**Reading passage:**
────────────────
Chickpeas, also known as garbanzos (amongst many other names), are one of the worlds’ most favourite foods. This legume is highly beneficial across a large range of nutrients, indeed in many countries across Africa, India, South & Central America they form an almost daily staple to the diet. Evidence has been found that chickpeas have formed part of the human diet for over 7500 years.
Many of us easily recognise the roundish pale pea that we use to make dishes with this nutritious legume - the Kabuli - but are less familiar with the small darker pea that can range from green to almost black - the Desi - which is the one used most widely across the globe. These are just two of the many varieties that have been identified through genome sequencing.
One of the major reasons for including chickpeas in the diet is their high protein content. It's a food that contains all the essential amino acids, making it a complete protein. There is some debate about the levels of histidine, one of the essential amino acids, but this is critical only for children. Some studies show that a cup of cooked chickpeas contains up to 50% of RDV of histidine.
This nutrient-dense pulse is notably high in both soluble and insoluble dietary fibre, which assist with maintaining a healthy digestive system and promoting a sense of fullness after eating a meal containing chickpeas. The complex carbohydrate has a low glycaemic index and is rich in amylose, which is associated with keeping insulin levels consistent and preventing blood sugar spikes, so it is an invaluable food for individuals with Type II diabetes.
A little-known digestive fact about chickpeas is that they contain a soluble fibre called raffinose. This is fermented in the gut by a specific type of bacteria, which in turn produces Butyrate, a key fatty acid that helps to reduce inflammation of the gut and support regular movement in the intestines; potentially protecting against colo-rectal cancer.
Other key nutrients of chickpeas are Molybdenum, Folate, Manganese and Copper. A 100g portion of cooked chickpeas contains up to (DV):
· Dietary Fibre – 30%
· Folate – 43%
· Manganese – 52%
· Molybdenum – 167%
· Copper – 39%
· Phosphorous – 24%
Chickpeas contain high levels of phyto-nutrients that not only act as anti-oxidants, but also as anti-inflammatory agents to support many of our organs that suffer from oxidative stress. The anti-oxidants are found in the skin of the chickpea. This is significant as the Desi chickpea has a much thicker skin than the Kabuli variety and therefor holds the potential to contain far higher levels of anti-oxidants.
────────────────
**Given entries:**
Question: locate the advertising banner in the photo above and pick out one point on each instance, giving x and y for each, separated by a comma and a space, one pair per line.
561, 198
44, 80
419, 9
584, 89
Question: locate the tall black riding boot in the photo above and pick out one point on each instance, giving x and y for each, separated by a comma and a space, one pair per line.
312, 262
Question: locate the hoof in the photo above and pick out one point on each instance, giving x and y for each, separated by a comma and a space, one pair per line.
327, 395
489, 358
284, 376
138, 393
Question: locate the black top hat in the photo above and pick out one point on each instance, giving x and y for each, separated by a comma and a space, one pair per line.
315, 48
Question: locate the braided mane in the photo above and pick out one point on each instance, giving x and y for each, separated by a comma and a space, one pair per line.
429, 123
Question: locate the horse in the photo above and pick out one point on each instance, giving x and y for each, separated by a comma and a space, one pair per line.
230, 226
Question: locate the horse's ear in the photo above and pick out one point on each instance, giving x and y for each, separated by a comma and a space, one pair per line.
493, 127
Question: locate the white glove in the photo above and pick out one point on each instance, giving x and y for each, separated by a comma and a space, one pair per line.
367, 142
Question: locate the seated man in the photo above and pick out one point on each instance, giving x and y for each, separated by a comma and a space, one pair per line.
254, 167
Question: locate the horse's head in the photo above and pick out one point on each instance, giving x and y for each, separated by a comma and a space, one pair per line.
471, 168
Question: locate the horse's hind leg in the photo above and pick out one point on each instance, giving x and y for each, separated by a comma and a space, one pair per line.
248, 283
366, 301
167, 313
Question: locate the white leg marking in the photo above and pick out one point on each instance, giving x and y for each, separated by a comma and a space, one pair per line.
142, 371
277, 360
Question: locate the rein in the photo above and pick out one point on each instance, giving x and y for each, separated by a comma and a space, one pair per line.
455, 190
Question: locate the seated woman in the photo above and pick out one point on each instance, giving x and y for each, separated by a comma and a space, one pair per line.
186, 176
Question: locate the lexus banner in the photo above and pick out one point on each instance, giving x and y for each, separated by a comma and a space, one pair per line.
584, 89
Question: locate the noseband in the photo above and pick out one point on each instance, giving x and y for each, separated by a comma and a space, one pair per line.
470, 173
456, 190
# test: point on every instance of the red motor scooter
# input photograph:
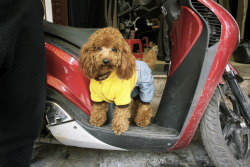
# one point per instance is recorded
(202, 87)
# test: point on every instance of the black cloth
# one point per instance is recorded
(163, 40)
(22, 79)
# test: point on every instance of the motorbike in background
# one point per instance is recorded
(202, 88)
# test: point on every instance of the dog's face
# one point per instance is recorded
(105, 51)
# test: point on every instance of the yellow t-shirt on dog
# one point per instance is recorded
(112, 89)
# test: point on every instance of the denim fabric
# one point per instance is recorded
(144, 85)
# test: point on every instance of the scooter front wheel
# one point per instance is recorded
(225, 135)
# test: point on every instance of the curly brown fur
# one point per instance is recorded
(105, 51)
(120, 122)
(150, 57)
(143, 115)
(99, 114)
(107, 43)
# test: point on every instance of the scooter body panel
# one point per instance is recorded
(196, 70)
(229, 40)
(63, 75)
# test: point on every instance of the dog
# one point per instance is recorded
(116, 76)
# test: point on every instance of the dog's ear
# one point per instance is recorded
(86, 62)
(126, 68)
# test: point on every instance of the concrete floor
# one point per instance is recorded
(64, 156)
(192, 156)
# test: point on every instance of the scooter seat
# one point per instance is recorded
(76, 36)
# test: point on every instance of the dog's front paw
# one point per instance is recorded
(120, 127)
(120, 122)
(97, 119)
(143, 115)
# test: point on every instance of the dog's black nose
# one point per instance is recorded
(105, 61)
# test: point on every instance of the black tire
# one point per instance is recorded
(217, 147)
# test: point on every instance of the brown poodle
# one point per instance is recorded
(107, 61)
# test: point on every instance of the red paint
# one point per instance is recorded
(228, 41)
(64, 76)
(185, 32)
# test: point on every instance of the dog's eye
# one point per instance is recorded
(99, 48)
(114, 50)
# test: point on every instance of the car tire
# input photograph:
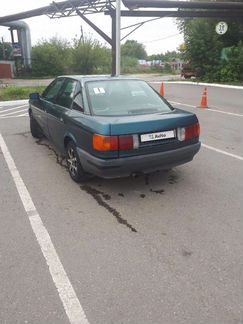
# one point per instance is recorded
(35, 129)
(74, 166)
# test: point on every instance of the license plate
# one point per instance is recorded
(157, 136)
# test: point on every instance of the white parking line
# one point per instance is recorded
(17, 116)
(209, 109)
(4, 109)
(71, 304)
(223, 152)
(13, 112)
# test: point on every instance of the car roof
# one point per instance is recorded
(86, 78)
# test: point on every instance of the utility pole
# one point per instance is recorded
(118, 37)
(4, 57)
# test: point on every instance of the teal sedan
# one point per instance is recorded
(112, 126)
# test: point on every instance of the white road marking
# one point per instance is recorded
(64, 287)
(225, 112)
(223, 152)
(5, 109)
(207, 109)
(13, 112)
(227, 86)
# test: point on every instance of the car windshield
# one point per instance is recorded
(123, 98)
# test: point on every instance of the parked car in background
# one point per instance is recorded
(112, 126)
(188, 72)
────────────────
**Activity A:**
Repeat the part of the chickpea text from "Chickpeas, also known" up to and including "through genome sequencing.", word for word.
**Activity B:**
According to the chickpea text, in which part of the chickpea are the anti-oxidants found?
**Activity C:**
Carry the text about chickpeas forward with the next part, starting right after its last sentence.

**Exercise response A:**
Chickpeas, also known as garbanzos (amongst many other names), are one of the worlds’ most favourite foods. This legume is highly beneficial across a large range of nutrients, indeed in many countries across Africa, India, South & Central America they form an almost daily staple to the diet. Evidence has been found that chickpeas have formed part of the human diet for over 7500 years.
Many of us easily recognise the roundish pale pea that we use to make dishes with this nutritious legume - the Kabuli - but are less familiar with the small darker pea that can range from green to almost black - the Desi - which is the one used most widely across the globe. These are just two of the many varieties that have been identified through genome sequencing.

**Exercise response B:**
In the skin.

**Exercise response C:**
Chickpeas have been found to be incredibly useful in preventing cardiovascular disease, due to both the high level of the pant sterol, sitosterol which interferes with the absorption of cholesterol, and due to the soluble fibre which helps to reduce LDL in particular and total cholesterol in general.
Unfortunately, the production of chickpeas is being affected by our changing climate as genetic diversity has been reduced over the years. In an effort to improve diversity to give the crop an opportunity to adapt to climate change, scientists are trying to cross breed with a number of wild species. At least 90 species have been identified to date.
Whole chickpeas can be found as dried peas in supermarkets or other stores or they can be readily cooked and canned. They are one of the few vegetables that are not significantly nutritionally depleted in the cooking and canning process and for many people ready cooked chickpeas offer a healthy staple to their diet.
When choosing dried chickpeas, it is important to buy as fresh as possible, as the longer they are stored, the more they dry out, resulting in the need to cook them for longer and this has an impact on their flavour. Like most large pulses, the best way of rehydrating is to soak it only for about 30-60 minutes before cooking as this will help to retain the flavour. Chickpeas left to soak for long periods can taste quite bland.
It's important to sort and clean chickpeas before cooking as it is not uncommon to find bits of grit and dirt with any dried pulse. Check that the pulses do not have splits in the pea or the tell-tale signs of insect activity – little holes or pits in the surface.
Chickpea flour/besan in another excellent way of using chickpeas, but make sure it is fresh and store it in a cool dark place.
Chickpea flour is widely used in Indian and Mediterranean cooking and is often used to make flatbreads such as socca or made into a spicy paste to coat vegetables to make pakoras and bhajis. In Myanmar, the flour is used to make Burmese “tofu”.
The whole chickpeas are frequently used in salads and stews, dhals or curries. They pair well with so many other ingredients that they can be considered a universal food as can be seen from their extensive use across the globe. Their nutrient density combined with how cheap they are makes them a fabulous addition to many dishes. Many countries roast whole chickpeas with spices to produce a flavoursome and easily portable snack.
Raw chickpeas are delicious ground with spices to make falafel or simply tossed into a fresh summer salad with a light dressing. One of the preferred methods of using raw chickpeas is to sprout them and add them to dishes such as sprouted hummus. This helps to remove the anti-nutrients that protect the legume and therefore makes them both easier to digest and improve the bio-availability of nutrients.